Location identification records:
━━━━━━
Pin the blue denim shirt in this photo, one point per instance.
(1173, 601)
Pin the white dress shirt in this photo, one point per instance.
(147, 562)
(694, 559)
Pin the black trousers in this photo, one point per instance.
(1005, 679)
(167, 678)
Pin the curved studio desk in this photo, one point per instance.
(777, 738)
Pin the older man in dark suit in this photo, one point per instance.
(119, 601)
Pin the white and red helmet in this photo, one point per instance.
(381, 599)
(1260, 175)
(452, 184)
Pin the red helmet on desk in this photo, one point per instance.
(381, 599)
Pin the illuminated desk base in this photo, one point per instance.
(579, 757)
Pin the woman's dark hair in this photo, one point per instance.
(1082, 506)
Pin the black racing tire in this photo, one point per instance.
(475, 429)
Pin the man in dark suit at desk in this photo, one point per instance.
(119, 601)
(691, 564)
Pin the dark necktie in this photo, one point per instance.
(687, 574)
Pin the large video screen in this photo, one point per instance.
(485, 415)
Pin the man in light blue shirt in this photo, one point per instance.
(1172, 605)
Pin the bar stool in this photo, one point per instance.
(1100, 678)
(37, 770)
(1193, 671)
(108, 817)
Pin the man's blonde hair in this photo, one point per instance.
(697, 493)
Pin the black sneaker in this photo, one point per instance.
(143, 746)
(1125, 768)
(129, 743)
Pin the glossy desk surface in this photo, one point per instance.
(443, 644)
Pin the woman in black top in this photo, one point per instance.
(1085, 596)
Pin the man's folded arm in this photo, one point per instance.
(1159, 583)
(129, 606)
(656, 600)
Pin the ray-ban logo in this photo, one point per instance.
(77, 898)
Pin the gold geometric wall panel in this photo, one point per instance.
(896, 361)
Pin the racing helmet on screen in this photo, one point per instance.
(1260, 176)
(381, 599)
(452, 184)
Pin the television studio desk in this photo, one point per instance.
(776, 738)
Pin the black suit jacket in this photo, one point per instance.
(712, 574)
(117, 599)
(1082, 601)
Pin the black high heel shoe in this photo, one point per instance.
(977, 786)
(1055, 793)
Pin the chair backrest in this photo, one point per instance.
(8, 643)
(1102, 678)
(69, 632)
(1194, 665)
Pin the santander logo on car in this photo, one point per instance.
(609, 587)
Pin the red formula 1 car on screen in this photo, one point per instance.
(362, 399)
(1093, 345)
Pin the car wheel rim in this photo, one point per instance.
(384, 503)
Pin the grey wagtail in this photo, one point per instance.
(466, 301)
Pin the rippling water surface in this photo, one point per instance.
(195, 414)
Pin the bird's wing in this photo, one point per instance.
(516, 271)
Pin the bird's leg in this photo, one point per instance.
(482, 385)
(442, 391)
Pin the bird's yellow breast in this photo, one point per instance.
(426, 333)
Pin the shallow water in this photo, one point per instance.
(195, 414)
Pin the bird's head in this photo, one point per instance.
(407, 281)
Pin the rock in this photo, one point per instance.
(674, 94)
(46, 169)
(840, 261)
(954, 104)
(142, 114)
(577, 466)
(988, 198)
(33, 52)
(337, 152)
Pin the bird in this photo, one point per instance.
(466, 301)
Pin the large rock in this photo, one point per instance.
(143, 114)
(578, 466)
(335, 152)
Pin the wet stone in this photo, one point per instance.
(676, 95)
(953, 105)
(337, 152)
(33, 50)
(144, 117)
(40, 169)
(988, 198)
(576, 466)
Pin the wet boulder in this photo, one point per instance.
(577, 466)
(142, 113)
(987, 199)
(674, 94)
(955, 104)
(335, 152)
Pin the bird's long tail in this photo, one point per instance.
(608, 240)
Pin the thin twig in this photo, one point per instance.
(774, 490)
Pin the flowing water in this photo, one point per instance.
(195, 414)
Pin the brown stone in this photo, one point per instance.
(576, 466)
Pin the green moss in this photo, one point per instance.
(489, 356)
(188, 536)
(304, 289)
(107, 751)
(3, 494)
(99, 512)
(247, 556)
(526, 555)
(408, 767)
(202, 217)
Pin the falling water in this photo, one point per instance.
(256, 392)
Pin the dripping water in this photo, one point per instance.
━━━━━━
Copy out verbatim the records from the line containing "Pin the white and" through the line containing "(1172, 605)", inclusive.

* _Written reply_
Pin the white and red helmet in this photo, one point per instance.
(381, 599)
(1260, 175)
(452, 184)
Pin the red helmet on desk in this photo, one point per instance.
(381, 599)
Pin the illuminated desk base in this photo, one point per instance.
(579, 757)
Pin the woman's dark hair in this photo, one point per instance.
(1082, 506)
Pin the black racing tire in this photo, one point per instance.
(475, 429)
Pin the man in dark suit at desk in this photo, one point per instance.
(119, 601)
(691, 564)
Pin the dark necktie in this photo, one point per instance.
(687, 574)
Pin the large video screen in this photo, one point per instance.
(485, 415)
Pin the man in light blue shirt in this photo, one point per instance.
(1172, 605)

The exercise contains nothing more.